Pat later co-authored a book – The Art and Technique of Driving – with Erik, and continued competitive rallying into the early 1970s, by which time she’d given birth to a daughter and managed only occasional appearances. After she retired, Pat lived on the Moss family farm where she indulged her interests in gardening and cooking, both of which she performed with a cigarette hanging from her lips. But she still found room in her garage for an original Morris Minor. Shortly before her death, she incurred a speeding fine while towing a horse-box.

Annette Kellerman – changed the way we looked at women’s bodies

Annette Kellerman appeals to me on lots of levels. She had a fabulously diverse career: swimmer, vaudeville star, film actress, writer and inventor of synchronised swimming. But her lasting fame lies in the way she revolutionised women’s swimwear, freeing women to enjoy a sport that had previously been denied to them.

Annette was born in Sydney in 1886 and took up swimming aged six, solely as a means of strengthening her muscles; rickets had left her with weakness in her legs and she had to wear steel braces for support. To say she was a natural was an understatement; at age twenty she held all the world’s swimming records and the diving record for women. Admittedly, few women swam competitively in those days. But what gained Annette the most attention was the daring tight-fitting one-piece costume she wore. The acceptable dress and pantaloons of the early 1900s were so cumbersome that they didn’t actually allow women to swim. In Australia, women had been wearing men’s costumes since the 1870s; this was permitted for competitive swimming. But in 1905, when told she couldn’t show her legs during a performance for the English royal family, Annette sewed a pair of black stockings onto her costume. The resulting one-piece costume was manufactured and marketed, and Annette wore it wherever possible, determined to challenge restrictions in women’s swimwear. In the US in 1907, she was even arrested for indecency.

By this time, Annette was internationally famous. In London, she swam 27 km of the Thames, the first woman to do so, making front-page news. In Paris, she competed with seventeen men and came third in a race down the river Seine. In 1905, she became the first woman to attempt to swim the English Channel. At this stage, only one man had succeeded in this feat. But despite three attempts, Annette didn’t succeed. ‘I had the endurance but not the brute strength’, she said.

Record set:

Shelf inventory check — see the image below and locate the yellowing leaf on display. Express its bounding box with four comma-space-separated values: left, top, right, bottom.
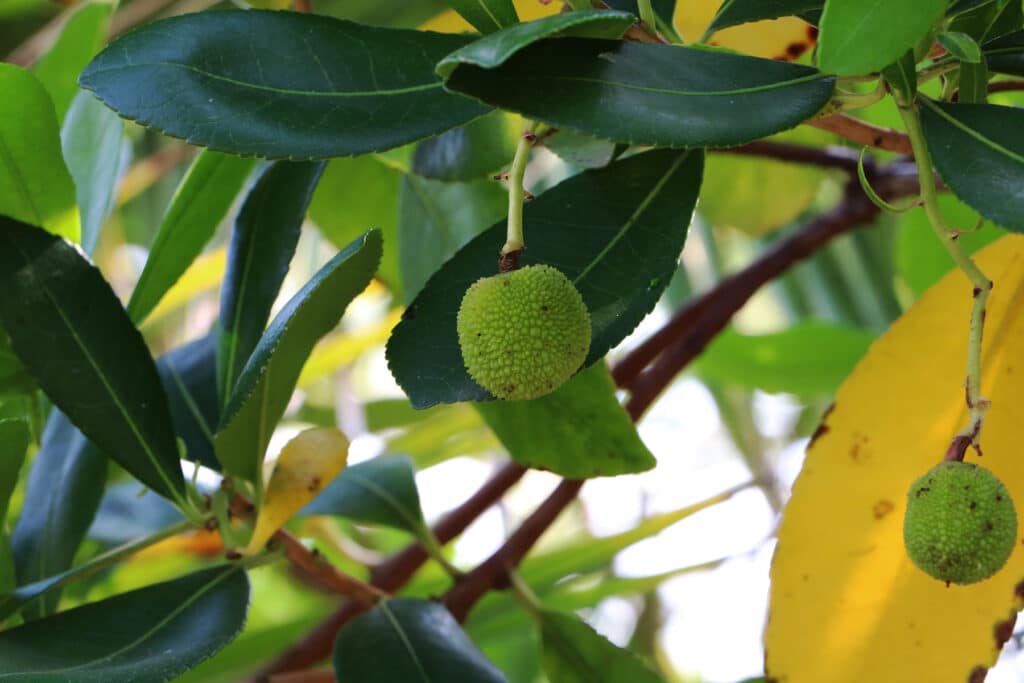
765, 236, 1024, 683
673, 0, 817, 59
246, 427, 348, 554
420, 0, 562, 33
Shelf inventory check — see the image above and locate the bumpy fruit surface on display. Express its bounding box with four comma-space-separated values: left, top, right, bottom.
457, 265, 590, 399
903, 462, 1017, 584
* * *
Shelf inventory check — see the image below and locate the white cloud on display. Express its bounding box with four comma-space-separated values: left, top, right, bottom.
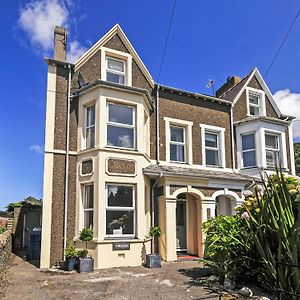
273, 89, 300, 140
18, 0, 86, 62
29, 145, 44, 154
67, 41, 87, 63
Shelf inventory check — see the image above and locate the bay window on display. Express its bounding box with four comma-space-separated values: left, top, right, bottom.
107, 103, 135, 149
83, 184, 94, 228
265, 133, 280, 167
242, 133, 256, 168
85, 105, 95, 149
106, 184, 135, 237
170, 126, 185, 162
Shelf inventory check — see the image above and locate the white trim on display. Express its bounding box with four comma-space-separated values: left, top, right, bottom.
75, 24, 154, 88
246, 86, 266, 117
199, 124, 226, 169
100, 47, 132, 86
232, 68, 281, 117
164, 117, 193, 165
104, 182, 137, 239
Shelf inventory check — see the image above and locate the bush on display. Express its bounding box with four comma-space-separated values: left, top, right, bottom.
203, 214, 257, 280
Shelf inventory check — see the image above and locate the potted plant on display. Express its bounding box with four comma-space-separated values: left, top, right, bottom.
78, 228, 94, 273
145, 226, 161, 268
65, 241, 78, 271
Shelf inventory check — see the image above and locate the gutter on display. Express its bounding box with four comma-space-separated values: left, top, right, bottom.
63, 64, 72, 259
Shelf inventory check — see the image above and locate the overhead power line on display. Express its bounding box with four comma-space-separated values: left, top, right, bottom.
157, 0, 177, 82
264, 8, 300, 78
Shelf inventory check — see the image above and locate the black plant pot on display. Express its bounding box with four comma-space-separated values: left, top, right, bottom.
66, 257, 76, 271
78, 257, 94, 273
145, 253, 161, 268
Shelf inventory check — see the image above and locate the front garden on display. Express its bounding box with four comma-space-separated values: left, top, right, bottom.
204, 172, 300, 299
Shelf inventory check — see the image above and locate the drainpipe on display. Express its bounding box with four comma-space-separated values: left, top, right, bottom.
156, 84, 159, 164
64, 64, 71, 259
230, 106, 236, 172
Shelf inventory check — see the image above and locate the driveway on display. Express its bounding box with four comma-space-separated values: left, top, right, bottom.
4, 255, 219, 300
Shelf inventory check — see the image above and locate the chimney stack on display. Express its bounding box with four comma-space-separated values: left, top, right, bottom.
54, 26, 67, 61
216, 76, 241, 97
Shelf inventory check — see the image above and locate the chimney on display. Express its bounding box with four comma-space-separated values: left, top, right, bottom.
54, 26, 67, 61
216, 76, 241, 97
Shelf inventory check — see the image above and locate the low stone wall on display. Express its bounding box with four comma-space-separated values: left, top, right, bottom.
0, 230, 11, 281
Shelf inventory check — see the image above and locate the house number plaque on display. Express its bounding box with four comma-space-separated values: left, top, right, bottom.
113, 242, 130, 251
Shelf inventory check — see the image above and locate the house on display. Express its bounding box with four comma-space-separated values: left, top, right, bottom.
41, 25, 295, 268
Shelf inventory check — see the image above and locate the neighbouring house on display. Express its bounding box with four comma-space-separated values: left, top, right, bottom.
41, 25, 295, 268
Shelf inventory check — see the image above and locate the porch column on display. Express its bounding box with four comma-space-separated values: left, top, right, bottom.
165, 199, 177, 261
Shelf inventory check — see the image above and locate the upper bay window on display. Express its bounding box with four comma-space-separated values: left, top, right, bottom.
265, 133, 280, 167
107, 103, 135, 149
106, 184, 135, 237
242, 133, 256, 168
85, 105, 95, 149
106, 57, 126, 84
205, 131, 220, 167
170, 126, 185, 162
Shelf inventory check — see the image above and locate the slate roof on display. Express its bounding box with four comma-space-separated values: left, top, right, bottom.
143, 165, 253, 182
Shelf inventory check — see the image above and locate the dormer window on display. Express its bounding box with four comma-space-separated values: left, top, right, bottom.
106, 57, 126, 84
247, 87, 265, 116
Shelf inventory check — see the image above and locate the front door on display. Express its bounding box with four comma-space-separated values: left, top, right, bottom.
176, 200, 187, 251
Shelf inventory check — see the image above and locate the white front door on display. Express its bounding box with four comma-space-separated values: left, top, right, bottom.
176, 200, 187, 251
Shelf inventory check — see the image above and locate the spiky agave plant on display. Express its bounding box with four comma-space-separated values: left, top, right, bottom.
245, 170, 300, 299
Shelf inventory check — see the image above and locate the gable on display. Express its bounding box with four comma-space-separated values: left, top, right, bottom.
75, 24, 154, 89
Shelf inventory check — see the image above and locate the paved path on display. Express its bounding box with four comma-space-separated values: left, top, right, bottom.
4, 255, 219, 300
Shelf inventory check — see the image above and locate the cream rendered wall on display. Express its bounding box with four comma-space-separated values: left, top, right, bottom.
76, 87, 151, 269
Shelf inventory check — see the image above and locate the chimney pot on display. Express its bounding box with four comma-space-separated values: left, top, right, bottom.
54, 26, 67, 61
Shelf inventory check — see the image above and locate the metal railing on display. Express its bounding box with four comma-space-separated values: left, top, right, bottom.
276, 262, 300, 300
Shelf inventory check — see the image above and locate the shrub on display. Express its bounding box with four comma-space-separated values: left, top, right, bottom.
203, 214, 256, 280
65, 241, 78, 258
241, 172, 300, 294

Work order 1: Decide whether each statement below agrees with the extract, answering yes or no and quoting the deciding words of the extract: (a) Annette Kellerman began swimming to strengthen her muscles. (b) Annette Kellerman swam the English Channel on her third attempt. (c) Pat stopped competitive rallying before her daughter was born.
Work order 2: Repeat the part of the extract from "Pat later co-authored" up to and including "towing a horse-box.".

Response box 1:
(a) Yes: "took up swimming aged six, solely as a means of strengthening her muscles"
(b) No: "But despite three attempts, Annette didn’t succeed."
(c) No: "continued competitive rallying into the early 1970s, by which time she’d given birth to a daughter"

Response box 2:
Pat later co-authored a book – The Art and Technique of Driving – with Erik, and continued competitive rallying into the early 1970s, by which time she’d given birth to a daughter and managed only occasional appearances. After she retired, Pat lived on the Moss family farm where she indulged her interests in gardening and cooking, both of which she performed with a cigarette hanging from her lips. But she still found room in her garage for an original Morris Minor. Shortly before her death, she incurred a speeding fine while towing a horse-box.